> **WRITTEN REQUEST**
Please copy every entry below word for word, leaving out the pictures.

╭──

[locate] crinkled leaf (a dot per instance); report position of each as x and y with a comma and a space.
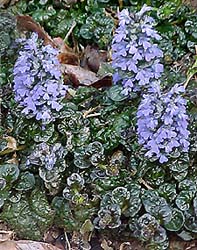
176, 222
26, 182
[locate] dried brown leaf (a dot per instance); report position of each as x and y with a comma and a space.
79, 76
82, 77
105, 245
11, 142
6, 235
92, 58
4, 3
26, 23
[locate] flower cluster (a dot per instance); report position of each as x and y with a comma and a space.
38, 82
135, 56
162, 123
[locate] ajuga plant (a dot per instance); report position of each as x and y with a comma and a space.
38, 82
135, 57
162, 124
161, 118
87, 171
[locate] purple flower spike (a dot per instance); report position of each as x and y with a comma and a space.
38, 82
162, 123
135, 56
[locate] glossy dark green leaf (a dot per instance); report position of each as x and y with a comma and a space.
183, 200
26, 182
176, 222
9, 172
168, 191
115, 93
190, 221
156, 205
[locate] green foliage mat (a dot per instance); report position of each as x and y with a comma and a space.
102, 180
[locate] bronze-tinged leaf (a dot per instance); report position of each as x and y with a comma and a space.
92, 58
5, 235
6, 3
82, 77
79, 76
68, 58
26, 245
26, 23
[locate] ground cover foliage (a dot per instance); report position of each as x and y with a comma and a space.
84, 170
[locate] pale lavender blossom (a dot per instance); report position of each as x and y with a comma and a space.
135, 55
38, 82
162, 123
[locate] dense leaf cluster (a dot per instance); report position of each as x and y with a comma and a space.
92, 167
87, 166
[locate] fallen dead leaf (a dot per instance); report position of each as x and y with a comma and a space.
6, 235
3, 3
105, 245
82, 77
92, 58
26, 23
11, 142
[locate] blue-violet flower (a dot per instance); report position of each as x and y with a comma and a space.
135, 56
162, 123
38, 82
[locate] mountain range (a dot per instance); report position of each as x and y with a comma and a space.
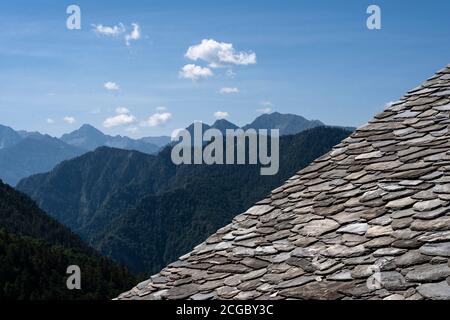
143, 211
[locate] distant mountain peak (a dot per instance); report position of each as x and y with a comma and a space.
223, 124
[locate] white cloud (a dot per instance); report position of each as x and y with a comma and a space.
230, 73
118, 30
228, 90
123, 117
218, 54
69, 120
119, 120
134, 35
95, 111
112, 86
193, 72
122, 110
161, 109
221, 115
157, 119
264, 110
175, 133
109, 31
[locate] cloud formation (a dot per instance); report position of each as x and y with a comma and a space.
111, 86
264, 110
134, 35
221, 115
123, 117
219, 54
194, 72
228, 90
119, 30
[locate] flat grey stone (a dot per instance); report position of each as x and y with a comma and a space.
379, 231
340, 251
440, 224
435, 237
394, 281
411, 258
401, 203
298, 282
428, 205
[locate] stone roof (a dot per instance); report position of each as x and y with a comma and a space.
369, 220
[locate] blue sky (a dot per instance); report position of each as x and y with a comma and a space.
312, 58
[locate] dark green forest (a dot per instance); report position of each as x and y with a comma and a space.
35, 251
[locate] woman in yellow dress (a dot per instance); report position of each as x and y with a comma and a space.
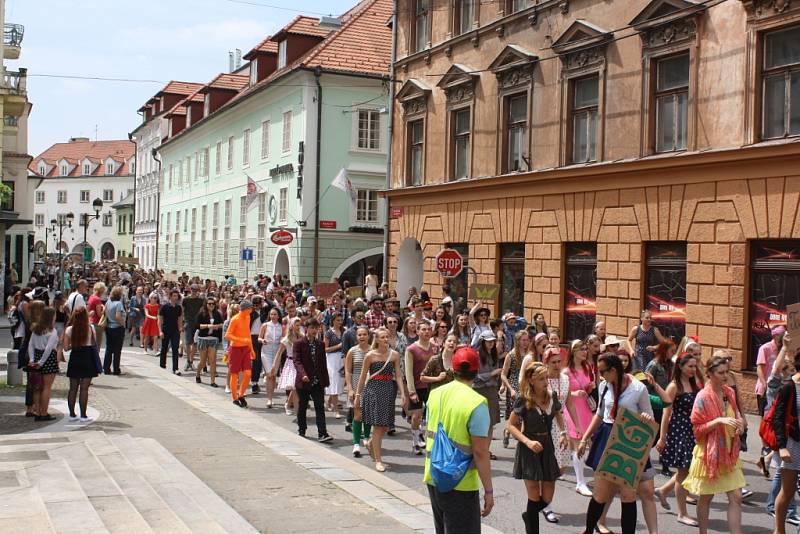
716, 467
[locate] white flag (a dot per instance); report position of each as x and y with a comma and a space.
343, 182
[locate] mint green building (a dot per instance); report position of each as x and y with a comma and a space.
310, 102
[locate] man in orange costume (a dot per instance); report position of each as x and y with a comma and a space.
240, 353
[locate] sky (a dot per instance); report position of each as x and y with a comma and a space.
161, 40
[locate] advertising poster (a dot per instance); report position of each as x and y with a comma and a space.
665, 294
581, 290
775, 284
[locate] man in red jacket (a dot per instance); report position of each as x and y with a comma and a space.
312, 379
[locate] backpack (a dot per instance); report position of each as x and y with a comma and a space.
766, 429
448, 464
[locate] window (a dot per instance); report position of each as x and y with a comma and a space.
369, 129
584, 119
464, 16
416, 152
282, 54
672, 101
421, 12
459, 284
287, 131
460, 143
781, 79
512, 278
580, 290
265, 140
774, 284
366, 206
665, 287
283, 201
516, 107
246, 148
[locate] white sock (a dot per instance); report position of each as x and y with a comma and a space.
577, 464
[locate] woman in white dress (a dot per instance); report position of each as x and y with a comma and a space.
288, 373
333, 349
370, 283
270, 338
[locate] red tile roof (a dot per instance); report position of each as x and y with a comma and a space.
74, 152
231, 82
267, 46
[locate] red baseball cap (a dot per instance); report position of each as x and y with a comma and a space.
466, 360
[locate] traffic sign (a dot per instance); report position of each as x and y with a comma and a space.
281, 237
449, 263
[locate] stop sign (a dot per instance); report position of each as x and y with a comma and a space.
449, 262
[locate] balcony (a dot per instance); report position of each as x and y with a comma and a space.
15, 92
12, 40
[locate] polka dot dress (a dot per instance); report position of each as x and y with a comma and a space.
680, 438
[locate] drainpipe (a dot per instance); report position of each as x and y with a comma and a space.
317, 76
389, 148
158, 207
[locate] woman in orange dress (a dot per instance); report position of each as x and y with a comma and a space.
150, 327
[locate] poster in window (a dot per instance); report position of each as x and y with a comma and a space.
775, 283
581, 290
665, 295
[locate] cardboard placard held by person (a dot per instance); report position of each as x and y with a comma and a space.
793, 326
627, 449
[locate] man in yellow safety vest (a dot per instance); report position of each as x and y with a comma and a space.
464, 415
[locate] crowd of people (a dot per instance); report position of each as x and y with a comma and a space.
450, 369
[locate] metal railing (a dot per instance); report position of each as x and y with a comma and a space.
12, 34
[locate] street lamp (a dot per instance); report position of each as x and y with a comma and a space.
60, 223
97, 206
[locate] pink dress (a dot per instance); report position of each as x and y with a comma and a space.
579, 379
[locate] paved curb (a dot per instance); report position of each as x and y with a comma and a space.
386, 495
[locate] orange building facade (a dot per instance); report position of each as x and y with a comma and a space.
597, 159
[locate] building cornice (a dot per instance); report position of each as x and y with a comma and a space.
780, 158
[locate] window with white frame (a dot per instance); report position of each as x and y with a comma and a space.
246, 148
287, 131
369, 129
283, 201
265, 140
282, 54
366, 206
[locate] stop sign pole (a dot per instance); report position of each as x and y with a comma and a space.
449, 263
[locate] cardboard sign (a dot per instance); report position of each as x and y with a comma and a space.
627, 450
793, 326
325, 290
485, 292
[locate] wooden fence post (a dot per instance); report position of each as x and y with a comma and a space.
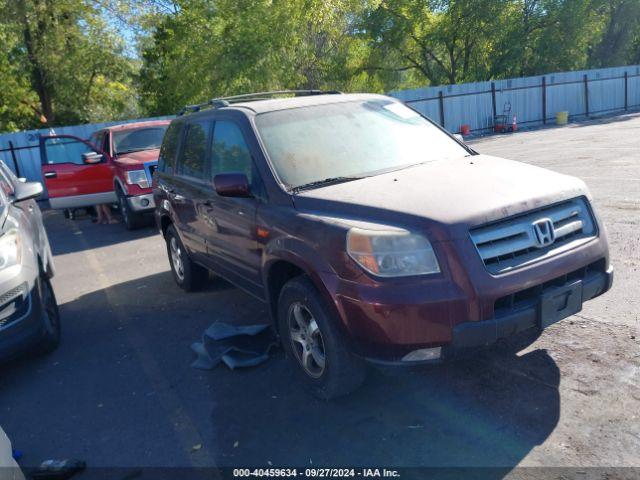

╰──

> **FINISHED EXERCISE**
[locate] crinkled leaf (a dot per instance); report position of each as x and y with a comma and a space.
176, 222
26, 182
[locate] dried brown leaf (a dot per instance); report position of each as x and y with a comma and a space.
79, 76
82, 77
105, 245
11, 142
6, 235
92, 58
4, 3
26, 23
[locate] flower cluster (a dot per instance); report position of each as x and y with a comma and a space.
38, 82
135, 56
162, 123
[locate] ajuga plant (a dot per instance); report position of each as x and y with a comma and a space.
38, 82
135, 57
162, 124
161, 118
87, 171
[locate] purple flower spike (a dot per instance); report position of each as x and y with a comma and a space.
38, 82
162, 123
135, 56
[locate] glossy dark green leaf (a dot per instance); report position of each as x and y with a comma and a space.
183, 200
26, 182
176, 222
9, 172
168, 191
115, 93
190, 221
156, 205
[locate] green foliage mat (a dot per instance); report position of each as x and y with a comma and a space.
102, 180
[locate] bronze-tinged leaf (a dot per instance); report position of each as x and y with a comma and a space.
92, 58
5, 235
6, 3
82, 77
79, 76
68, 58
26, 245
26, 23
[locate] ground cover foliage (a dot per instance); report position of each as x and y with a comma and a space.
84, 170
[locate] pale lavender blossom (a dot per instance); report position of each as x and y with a comma and a space.
135, 55
38, 82
162, 123
[locate] dense leaf cluster (a dot per instance); report position of each as x and y with a comma and a space.
92, 167
87, 166
[locate] fallen dead leaf (a dot per instance); report position of each as x and y with a comma and a space.
6, 235
3, 3
105, 245
82, 77
92, 58
26, 23
11, 142
[locate] blue-violet flower (a dot per instance); report position of each as x and y with a comma and a space.
135, 56
162, 123
38, 82
[locate] mountain range (a dot per instance); report position of each as x and y with a comma and a space.
143, 211
[locate] distant mountain peak (a dot per instance); report position of each as x and y with a comma and a space.
223, 124
[locate] white cloud (a dot per instance); report position of each as x and y with a comma and a space.
230, 73
118, 30
228, 90
123, 117
218, 54
69, 120
119, 120
134, 35
95, 111
112, 86
193, 72
122, 110
161, 109
221, 115
157, 119
264, 110
175, 133
109, 31
[locate] cloud formation (a dot per instance); report position of each as x and y with a comma and a space.
111, 86
264, 110
134, 35
221, 115
123, 117
219, 54
194, 72
228, 90
119, 30
[locate] flat grey stone (a dot per instance); report position of each as x and y with a comma and a space.
379, 231
340, 251
440, 224
435, 237
394, 281
411, 258
401, 203
298, 282
428, 205
[locate] stone roof (a dot per instance); report position of each as x and y with a comma and a space.
369, 220
[locate] blue sky (a dot per instance); report position of each as x and y with a comma and a space.
312, 58
[locate] dark green forest (a dot per instance); report position of each as x and y with a comma and a space.
35, 251
[locate] woman in yellow dress (a dot per instance); report position of each as x and y with a comma and a space.
716, 467
[locate] white flag (a dot per instance); report position of each as x and y with a comma and a space.
343, 182
[locate] mint green building (a dot per instance); report position of each as x and y with a comma and a space.
310, 102
[locate] man in orange costume (a dot per instance); report position of each as x and y with a comma and a space.
240, 353
[locate] sky (a dot per instance); report position of each as x and y with a comma and a space.
161, 40
[locate] advertising poster (a dot per instance); report position of each as x and y with a comma and a space.
665, 294
581, 290
775, 284
[locate] man in red jacket (a dot per instance); report position of each as x and y with a comma and a space.
312, 379
[locate] backpack (a dot per instance); report position of each as x and y with a comma and a space.
766, 429
448, 464
[locate] window (a dot per instance); report position of each as x and y with a comma and a space.
369, 129
584, 119
464, 16
416, 152
282, 54
672, 101
421, 12
459, 284
287, 131
460, 143
781, 79
512, 278
580, 290
265, 140
774, 284
366, 206
665, 287
283, 201
516, 107
246, 148
[locate] white sock (a dot per instance); report position of each as x and y with a comma and a space.
577, 464
[locate] woman in white dress (a dot per instance); report position of each as x and y with a comma and a space.
288, 373
333, 349
370, 283
270, 338
[locate] red tile roof (a dot per instance); report position of each as x and y with a comma and a space.
74, 152
231, 82
267, 46
[locate] red baseball cap (a dot per instance); report position of each as x and y with a comma and a space.
466, 360
[locate] traffic sign (a dot per instance); report position of each as x and y with a comma and a space.
281, 237
449, 263
[locate] stop sign (a dot per instance); report position of each as x and y with a comma and a space.
449, 262
[locate] balcony (a dot per instance); report position of each as x and y with a comma and a space.
15, 92
12, 40
[locate] polka dot dress (a dot per instance); report position of each as x and y with a comma and a space.
680, 438
[locate] drainpipe (a dot per instance); report position of each as x and y with a comma and a space.
317, 76
389, 148
158, 207
[locate] woman in orange dress (a dot per instance); report position of each as x and y with a comma and a space.
150, 327
[locate] poster in window (a dot per instance); report position of each as x and y with a comma and a space.
775, 283
581, 290
665, 295
[locate] cardboard placard held by person (a dot per instance); report position of each as x and y with a comma and a space.
793, 326
627, 449
[locate] man in yellow safety vest (a dot per instance); report position of each as x and y with a comma and a space.
464, 415
[locate] crowd of people (a dot per instance); report position of each as x and y with a comma and a space.
450, 369
[locate] metal railing (a dot per instance); report position of each as x and y with a comma and a space.
12, 34
[locate] street lamp (a dot per instance); report position of each as x and y with a comma and a space.
60, 223
97, 206
[locate] pink dress (a dot per instance); report position of each as x and y with a comma and a space.
579, 379
[locate] paved curb (a dot per instance); report position of each as x and y with a comma and a space.
386, 495
[locate] orange building facade (a dot per instance); report position of each as x and y with a comma and a space.
597, 159
[locate] building cornice (a dot per instance); report position of each as x and y with a comma and a space.
780, 158
[locate] window with white frame (a dot per instance); report position of each as x and y with a comma and a space.
246, 148
287, 131
369, 129
283, 201
265, 140
282, 54
366, 206
[locate] stop sign pole (a dot per instance); report position of each as x and y with a comma and a space.
449, 263
[locate] cardboard sign (a dot per instance); report position of each as x and y with a comma and a space.
627, 450
793, 326
325, 290
485, 292
[locate] wooden fence post (a dot per instance); report position of each as x and y with a comma and a space.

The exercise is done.